[REQUEST]: Gather every line of the records below that contains the string "bracket", and reproduce each such line in full.

[EXTRACTED MATERIAL]:
_ _ _ _
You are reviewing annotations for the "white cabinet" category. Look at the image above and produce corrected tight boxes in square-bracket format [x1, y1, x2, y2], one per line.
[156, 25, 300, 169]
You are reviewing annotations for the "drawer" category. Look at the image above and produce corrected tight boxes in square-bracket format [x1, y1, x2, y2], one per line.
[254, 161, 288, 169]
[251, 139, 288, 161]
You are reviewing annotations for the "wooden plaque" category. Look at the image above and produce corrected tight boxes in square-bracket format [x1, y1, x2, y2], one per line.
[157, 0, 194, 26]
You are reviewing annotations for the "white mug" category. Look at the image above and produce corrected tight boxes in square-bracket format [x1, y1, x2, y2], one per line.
_ _ _ _
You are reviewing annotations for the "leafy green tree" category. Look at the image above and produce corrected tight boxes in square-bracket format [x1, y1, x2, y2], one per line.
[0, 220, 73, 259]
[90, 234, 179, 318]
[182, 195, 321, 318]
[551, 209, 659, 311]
_ _ _ _
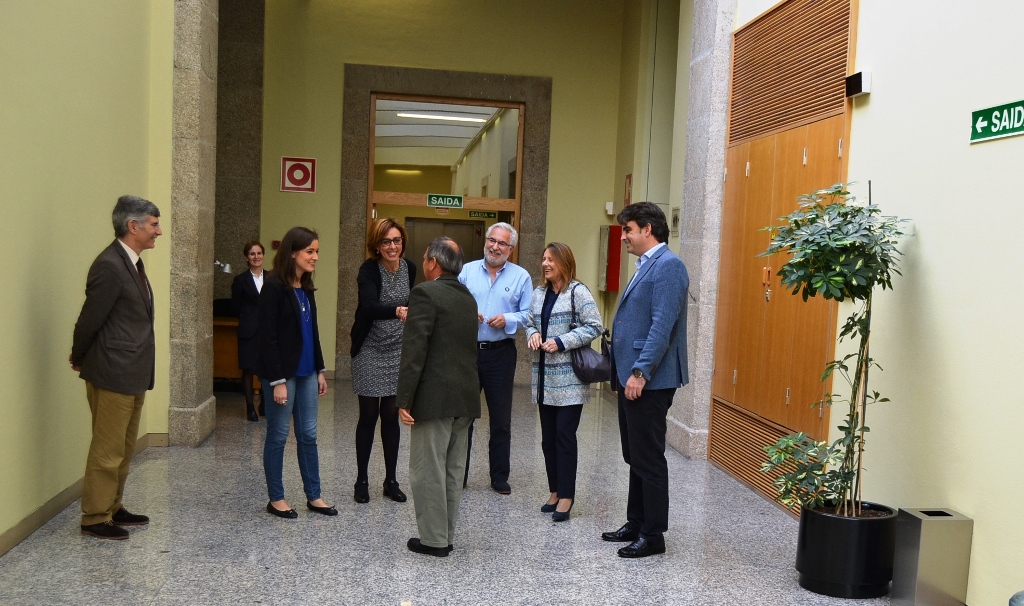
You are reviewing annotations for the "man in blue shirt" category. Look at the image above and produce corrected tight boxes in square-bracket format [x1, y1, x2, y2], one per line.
_ _ _ _
[COMPLETE ANSWER]:
You are reviewing annotations for the "white cabinet" category. Look at the image above and produce corrected tight boxes in square-bracket format [x1, y1, x2, y2], one per line.
You are reviewing annotations for the "drawer" category. Look at the image above and produce corrected tight boxes in square-bracket format [x1, y1, x2, y2], one per line.
You are reviewing annotations for the "wooden plaque" category. Look at the image above and produce corrected tight boxes in square-bracket format [x1, y1, x2, y2], one per line.
You are reviewing annotations for the "white mug" category. Look at the image above and produce corrected tight boxes in square-bracket format [x1, y1, x2, y2], one per line.
You are reviewing annotations for the "leafy green tree" category. Look at the image above and produce corrected tight boxes in square-bracket format [x1, y1, x2, y2], one per line.
You are reviewing annotations for the "man in blue shirt" category. Look at the image above and produce corrected tight boxes in square-bracket format [x1, y1, x2, y2], one per line.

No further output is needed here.